§ AUFGABEN IM ÜBERBLICK
#1 Beantworten Sie anhand des Textes über temporäre Konzepte in der Stadtentwicklung die folgenden Fragen:
(a) In welchem Jahr und zu welchem Anlass wurde der Barcelona-Pavillon errichtet?
(b) Welche beiden Umstände tragen laut Text dazu bei, dass die gängigen Bewertungsmaßstäbe nicht mehr zutreffen?
(c) Welche grundlegende Eigenschaft temporärer Raumkonzepte wird genannt?
#2 Setzen Sie den Text über temporäre Konzepte in der Stadtentwicklung im Anschluss an seinen letzten Satz fort.

=== VORLIEGENDER TEXT ===

Teil II: Temporäre Konzepte in der Stadt- und Regionalentwicklung
Auf dem Wege sein … Temporäre Konzepte als Mittel schöpferischer Umweltgestaltung
Thomas Schriefers
Abb. 4: Mit der eigenen Behausung unterwegs. (Collage: Thomas Schriefers)
1. Temporär – dauerhaft?
Mit dieser Frage verband sich lange Zeit eine Diskussion um Wert und Qualität baulichen Schaffens. Gerade in Zeiten eines propagierten Baukulturgedankens schien sie sich zu stellen. Doch zeigt die Entwicklung der vergangenen 50 Jahre, dass längst nicht mehr die gängigen Bewertungsmaßstäbe im Sinne von temporär (= minderwertig) und dauerhaft (= werthaltig) zutreffen. Die faktische Vergänglichkeit der Bausubstanz trägt dazu ebenso bei wie die nach Alter steuerrechtlich berechnete Wertminderung privaten Wohneigentums. Zudem gelten Bauten, welche im Rahmen etwa einer Weltausstellung für den Abriss errichtet wurden, längst zu den bedeutenden Zeugnissen der Baukultur, z. B. Mies van der Rohes berühmter Barcelona-Pavillon, der 1929 als Ausstellungsgebäude der Deutschen Regierung für die Weltausstellung in der katalanischen Hauptstadt errichtet wurde. Als Inkunabel des modernen Bauens klassifiziert, ist der Pavillon, Jahrzehnte nach seiner Demontage, an gleicher Stelle wiederaufgebaut worden. In kaum einem Standardwerk der Architektur fehlt der Hinweis auf dieses Bauwerk, in dem sich der Geist der progressiven Kräfte um 1929 manifestiert. Und doch handelt es sich um Architektur, die unter normalen Umständen im urbanen Raum nicht realisiert worden wäre, denn sie ist das Resultat des Bauens im Ausnahmezustand einer internationalen Ausstellung, wo Nationen im Wettbewerb aufeinandertrafen, um für ihre Zukunftskonzepte zu werben. Nicht wenigen galt die Demonstration der eigenen Zukunftszugewandtheit als schlagkräftiges Argument. Daher war man auf Weltausstellungen bereit, ein gestalterisches Wagnis einzugehen, um Visionen Ausdruck zu verleihen. Derartige Architektur wird zum informationsverdichteten Ideenraum. Darin artikuliert sich eine grundlegende Eigenschaft temporärer Raumkonzepte: sie regen zum Denken und zur Diskussion an. Sie bedürfen dabei weniger des Pathos denn eines tragfähigen Gedankens, der sich verstärkt, einprägt und weitergetragen wird.

=== BEREITGESTELLTES MATERIAL ===

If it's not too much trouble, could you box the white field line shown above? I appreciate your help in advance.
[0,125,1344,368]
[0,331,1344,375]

===

§ ENDGÜLTIGE ERGEBNISSE
#1
(a) Er wurde 1929 als Ausstellungsgebäude der Deutschen Regierung für die Weltausstellung in Barcelona errichtet.
(b) Die faktische Vergänglichkeit der Bausubstanz und die nach Alter steuerrechtlich berechnete Wertminderung privaten Wohneigentums.
(c) Sie regen zum Denken und zur Diskussion an.

#2
2. Interventionen
Seit der Mitte des 20. Jahrhunderts eignen sich Künstler verstärkt urbane Räume an, um sie für kurze Zeit pointiert zu wandeln. Zeitlich begrenzt in bestehende Strukturen einzugreifen, sie kritisch auf den Prüfstand zu stellen, ist eines der Konzepte. Die Schaffung irritierender Nachbarschaften hilft, die Belastbarkeit des Bestandes auszuloten. Ein anderes Konzept zielt lösungsorientiert auf die Verbesserung verwahrloster Bereiche, ein drittes auf deren Potenziale und ein viertes auf die Aktivierung bürgerlichen Engagements im Sinne der Partizipation. Ziel ist es stets, eingebrannte Sehgewohnheiten zu sprengen, um den Blick für Neues zu schärfen. Das Gestalten im Ausnahmezustand erlaubt schließlich, ohne Ernstfall-Konsequenzen spielerisch auszuloten, was möglich oder zumindest denkbar ist. Die uns alltäglich umgebende Realität wird dazu gewandelt, von den geltenden Spielregeln befreit und durch möglicherweise nur momentan nutzbare Muster ersetzt (Mon, 1968). Das gilt besonders für Pop-up-Konzepte, etwa die vorübergehende Nutzung leerstehender Geschäftsräume, die nur für einen bestimmten Zeitraum wiederbelebt werden. Nach der Devise Vielheit statt Einheit wird dabei mit disparaten Versatzstücken gearbeitet, die in ungewohnter Nachbarschaft den Blick fesseln und zur besonderen Aufmerksamkeit anregen. Entsprechende Installationen feiern den Augenblick, um gegebenenfalls schnell in sich selbst zu vergehen. So vereint das für den Moment konzipierte Werk, welches Demonstrations- und Spielzwecken dient, Anschaulichkeit mit der Lust des Zurschaustellens, der Freude am Sehen und Gesehenwerden.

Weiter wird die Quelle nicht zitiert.